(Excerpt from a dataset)

════════════════════

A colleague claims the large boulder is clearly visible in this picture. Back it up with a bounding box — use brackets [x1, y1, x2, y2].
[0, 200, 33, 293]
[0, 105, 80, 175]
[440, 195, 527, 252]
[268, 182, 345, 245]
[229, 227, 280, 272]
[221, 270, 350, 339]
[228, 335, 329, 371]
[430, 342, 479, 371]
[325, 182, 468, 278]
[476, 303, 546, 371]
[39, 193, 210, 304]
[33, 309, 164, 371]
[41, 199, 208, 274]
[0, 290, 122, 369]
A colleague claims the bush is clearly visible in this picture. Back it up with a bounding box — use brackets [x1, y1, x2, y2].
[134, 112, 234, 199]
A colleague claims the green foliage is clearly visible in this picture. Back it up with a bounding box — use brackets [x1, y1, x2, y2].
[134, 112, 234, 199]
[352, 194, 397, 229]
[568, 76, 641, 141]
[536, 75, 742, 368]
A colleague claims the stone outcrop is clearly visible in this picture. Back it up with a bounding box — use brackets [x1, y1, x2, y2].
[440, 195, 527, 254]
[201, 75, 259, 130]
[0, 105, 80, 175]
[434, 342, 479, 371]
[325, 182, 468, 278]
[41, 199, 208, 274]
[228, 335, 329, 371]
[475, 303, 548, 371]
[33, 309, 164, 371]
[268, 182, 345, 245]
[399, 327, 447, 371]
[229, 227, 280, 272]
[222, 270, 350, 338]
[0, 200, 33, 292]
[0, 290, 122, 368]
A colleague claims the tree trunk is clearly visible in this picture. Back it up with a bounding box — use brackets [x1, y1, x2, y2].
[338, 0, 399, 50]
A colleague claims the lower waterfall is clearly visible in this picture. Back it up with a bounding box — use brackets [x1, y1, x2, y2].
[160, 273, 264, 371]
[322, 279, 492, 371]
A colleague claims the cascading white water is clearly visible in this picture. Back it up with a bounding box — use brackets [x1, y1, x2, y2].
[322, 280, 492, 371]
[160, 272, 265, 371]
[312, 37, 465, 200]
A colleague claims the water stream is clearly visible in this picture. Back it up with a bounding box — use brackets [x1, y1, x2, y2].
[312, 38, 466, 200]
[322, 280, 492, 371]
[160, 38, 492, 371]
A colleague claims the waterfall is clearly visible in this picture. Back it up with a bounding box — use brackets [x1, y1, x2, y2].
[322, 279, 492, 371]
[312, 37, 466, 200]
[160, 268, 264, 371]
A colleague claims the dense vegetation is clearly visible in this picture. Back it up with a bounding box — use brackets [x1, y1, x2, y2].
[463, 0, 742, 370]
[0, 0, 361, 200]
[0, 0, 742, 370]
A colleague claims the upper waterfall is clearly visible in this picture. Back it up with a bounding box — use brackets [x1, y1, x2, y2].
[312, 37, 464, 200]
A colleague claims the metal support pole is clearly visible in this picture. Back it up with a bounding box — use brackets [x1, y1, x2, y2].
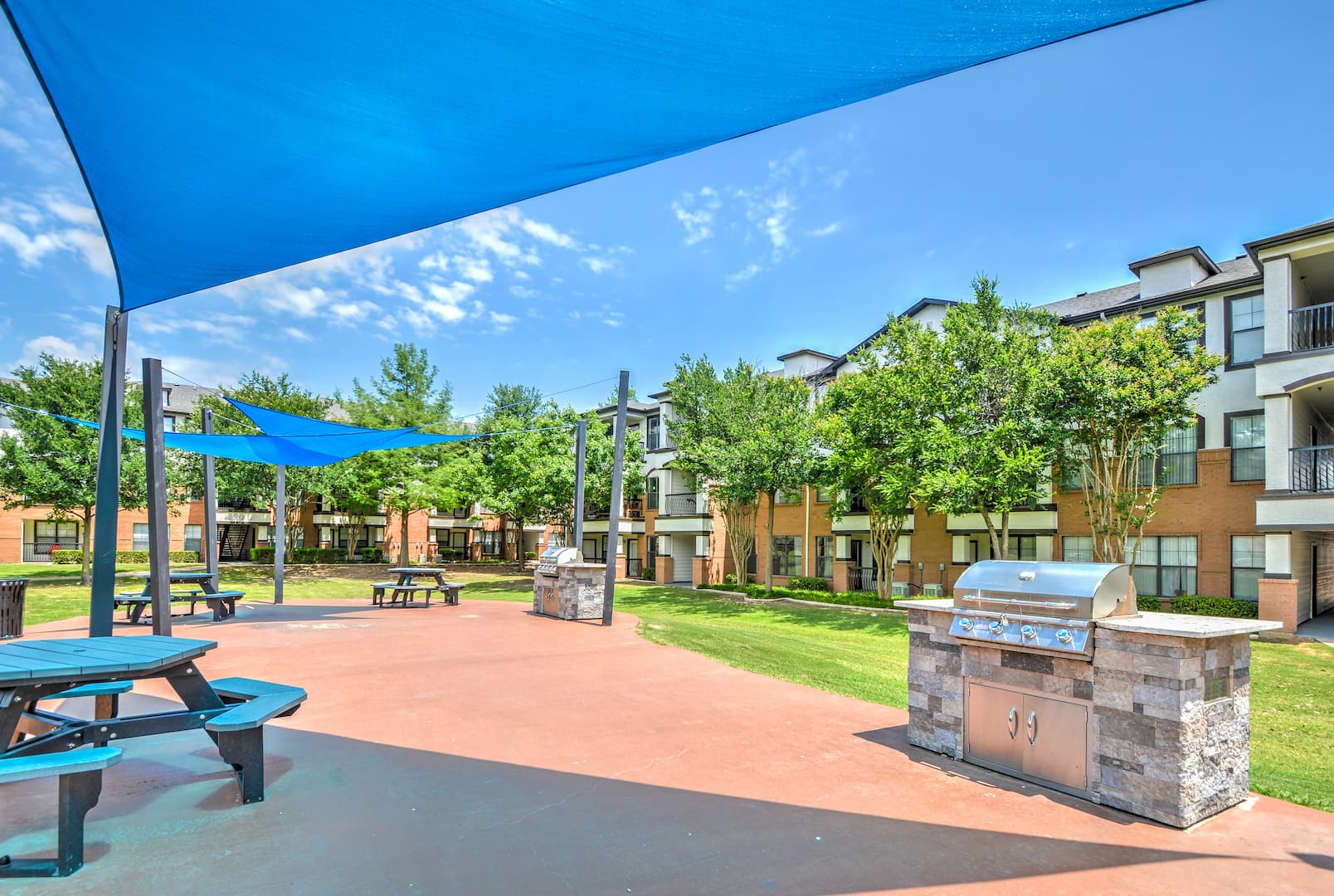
[144, 358, 171, 635]
[274, 464, 287, 604]
[88, 305, 129, 637]
[601, 371, 630, 626]
[566, 420, 588, 551]
[199, 408, 222, 578]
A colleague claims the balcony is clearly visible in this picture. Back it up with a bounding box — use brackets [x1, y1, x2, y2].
[1288, 301, 1334, 352]
[1288, 446, 1334, 492]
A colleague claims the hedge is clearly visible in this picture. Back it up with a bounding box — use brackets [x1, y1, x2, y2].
[1171, 595, 1259, 619]
[51, 551, 199, 565]
[1135, 595, 1163, 613]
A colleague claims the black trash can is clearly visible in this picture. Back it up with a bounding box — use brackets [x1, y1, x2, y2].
[0, 579, 28, 637]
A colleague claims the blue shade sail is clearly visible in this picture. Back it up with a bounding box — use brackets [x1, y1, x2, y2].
[51, 413, 478, 467]
[0, 0, 1205, 309]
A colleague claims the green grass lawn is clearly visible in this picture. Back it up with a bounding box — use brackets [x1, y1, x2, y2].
[15, 567, 1334, 812]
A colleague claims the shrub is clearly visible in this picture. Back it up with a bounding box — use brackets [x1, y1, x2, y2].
[1171, 595, 1259, 619]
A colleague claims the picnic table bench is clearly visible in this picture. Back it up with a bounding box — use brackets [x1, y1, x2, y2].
[371, 567, 463, 606]
[0, 635, 305, 879]
[112, 572, 246, 623]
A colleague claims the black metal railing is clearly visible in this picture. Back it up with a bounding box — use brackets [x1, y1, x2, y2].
[22, 540, 80, 562]
[847, 567, 876, 591]
[1288, 446, 1334, 492]
[1288, 301, 1334, 352]
[662, 492, 708, 516]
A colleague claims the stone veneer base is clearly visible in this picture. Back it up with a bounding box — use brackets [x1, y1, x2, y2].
[533, 562, 607, 619]
[908, 601, 1275, 828]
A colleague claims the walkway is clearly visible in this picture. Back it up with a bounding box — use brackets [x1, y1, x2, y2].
[0, 600, 1334, 896]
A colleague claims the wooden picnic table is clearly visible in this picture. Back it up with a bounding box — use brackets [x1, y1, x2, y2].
[371, 567, 463, 606]
[114, 571, 246, 623]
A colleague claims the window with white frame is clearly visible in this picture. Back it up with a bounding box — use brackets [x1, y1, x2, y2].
[1233, 534, 1264, 600]
[1227, 411, 1264, 483]
[774, 534, 801, 576]
[1126, 534, 1200, 597]
[1060, 534, 1093, 562]
[1227, 294, 1264, 367]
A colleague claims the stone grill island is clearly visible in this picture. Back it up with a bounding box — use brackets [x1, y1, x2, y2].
[897, 562, 1279, 828]
[533, 548, 607, 620]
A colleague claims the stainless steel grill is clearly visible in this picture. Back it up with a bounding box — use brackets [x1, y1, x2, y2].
[950, 560, 1138, 660]
[538, 548, 583, 576]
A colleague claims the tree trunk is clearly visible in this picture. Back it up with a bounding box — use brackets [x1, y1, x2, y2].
[79, 504, 92, 587]
[764, 490, 777, 592]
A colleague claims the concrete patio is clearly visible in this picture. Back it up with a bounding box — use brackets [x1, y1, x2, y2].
[0, 600, 1334, 894]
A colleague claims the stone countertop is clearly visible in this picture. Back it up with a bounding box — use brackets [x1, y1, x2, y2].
[893, 597, 954, 613]
[1097, 613, 1283, 639]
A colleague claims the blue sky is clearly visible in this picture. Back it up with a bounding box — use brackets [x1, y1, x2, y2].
[0, 0, 1334, 415]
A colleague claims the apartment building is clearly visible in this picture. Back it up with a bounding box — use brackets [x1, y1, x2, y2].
[584, 220, 1334, 631]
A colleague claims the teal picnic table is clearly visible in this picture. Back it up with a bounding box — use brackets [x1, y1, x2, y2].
[0, 635, 305, 879]
[112, 571, 246, 623]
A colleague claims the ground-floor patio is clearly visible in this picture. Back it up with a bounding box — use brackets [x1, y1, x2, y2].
[0, 600, 1334, 894]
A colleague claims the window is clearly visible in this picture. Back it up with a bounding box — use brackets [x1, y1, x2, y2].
[1007, 534, 1038, 560]
[1060, 534, 1093, 562]
[1139, 420, 1205, 485]
[1126, 534, 1198, 597]
[1227, 294, 1264, 367]
[815, 534, 834, 579]
[1233, 534, 1264, 600]
[774, 534, 801, 576]
[1227, 411, 1264, 483]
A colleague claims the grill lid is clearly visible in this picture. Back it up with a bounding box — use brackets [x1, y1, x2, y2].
[954, 560, 1135, 619]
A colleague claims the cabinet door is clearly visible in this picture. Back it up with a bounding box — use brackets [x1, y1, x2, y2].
[1020, 694, 1088, 791]
[965, 681, 1029, 772]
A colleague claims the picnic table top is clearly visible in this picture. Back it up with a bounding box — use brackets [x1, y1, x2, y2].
[129, 571, 217, 582]
[0, 635, 217, 688]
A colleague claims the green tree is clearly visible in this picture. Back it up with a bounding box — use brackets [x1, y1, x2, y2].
[0, 355, 147, 586]
[667, 355, 815, 591]
[176, 371, 332, 560]
[343, 343, 475, 564]
[818, 318, 932, 599]
[898, 276, 1064, 560]
[1054, 308, 1224, 564]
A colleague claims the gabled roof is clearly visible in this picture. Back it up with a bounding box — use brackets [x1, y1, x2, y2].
[1128, 246, 1218, 277]
[1040, 255, 1263, 324]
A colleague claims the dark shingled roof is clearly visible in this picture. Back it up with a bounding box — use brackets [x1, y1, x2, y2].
[1040, 255, 1262, 323]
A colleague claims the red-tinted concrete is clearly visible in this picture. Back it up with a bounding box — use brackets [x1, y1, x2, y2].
[0, 600, 1334, 894]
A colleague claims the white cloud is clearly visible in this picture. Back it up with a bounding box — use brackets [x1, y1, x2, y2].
[727, 261, 763, 290]
[806, 222, 843, 236]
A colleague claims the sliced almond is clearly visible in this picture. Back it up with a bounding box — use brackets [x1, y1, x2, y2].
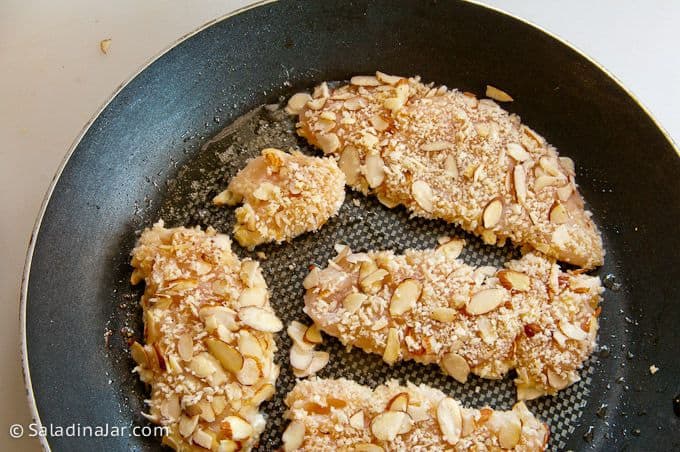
[390, 279, 423, 316]
[498, 413, 522, 449]
[177, 333, 194, 361]
[505, 143, 531, 163]
[359, 258, 378, 281]
[238, 306, 283, 333]
[411, 180, 434, 212]
[437, 239, 465, 260]
[442, 353, 470, 383]
[238, 329, 265, 362]
[437, 397, 463, 445]
[559, 157, 576, 176]
[349, 75, 380, 86]
[342, 292, 368, 313]
[465, 289, 506, 315]
[475, 122, 491, 138]
[236, 358, 262, 386]
[306, 352, 331, 375]
[342, 96, 366, 111]
[286, 320, 314, 350]
[482, 198, 503, 229]
[349, 411, 365, 429]
[538, 156, 562, 177]
[189, 354, 219, 378]
[383, 328, 401, 365]
[387, 392, 409, 411]
[318, 133, 340, 154]
[286, 93, 312, 115]
[420, 141, 454, 152]
[369, 115, 390, 132]
[350, 443, 385, 452]
[486, 85, 514, 102]
[210, 395, 227, 416]
[281, 421, 305, 452]
[221, 416, 255, 441]
[205, 338, 243, 373]
[191, 428, 215, 450]
[460, 409, 476, 438]
[534, 175, 558, 193]
[359, 268, 389, 295]
[365, 154, 385, 188]
[179, 415, 198, 438]
[430, 308, 458, 323]
[550, 202, 569, 224]
[496, 270, 531, 292]
[557, 320, 588, 341]
[160, 393, 182, 421]
[290, 344, 314, 370]
[512, 165, 527, 204]
[444, 154, 458, 179]
[307, 97, 327, 110]
[239, 260, 267, 289]
[250, 383, 276, 406]
[375, 71, 404, 85]
[238, 287, 268, 308]
[338, 146, 361, 185]
[371, 411, 408, 441]
[376, 192, 401, 209]
[383, 97, 406, 113]
[557, 182, 574, 202]
[130, 341, 149, 367]
[198, 400, 215, 422]
[548, 369, 569, 390]
[303, 323, 323, 344]
[198, 306, 239, 332]
[477, 317, 497, 345]
[302, 267, 321, 290]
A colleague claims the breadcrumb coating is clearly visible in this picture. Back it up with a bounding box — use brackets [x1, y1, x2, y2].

════════════════════

**Instruction**
State only the number of lines above that contain the string "table", treating uppercase and lowercase as distinct.

**Complete answer**
4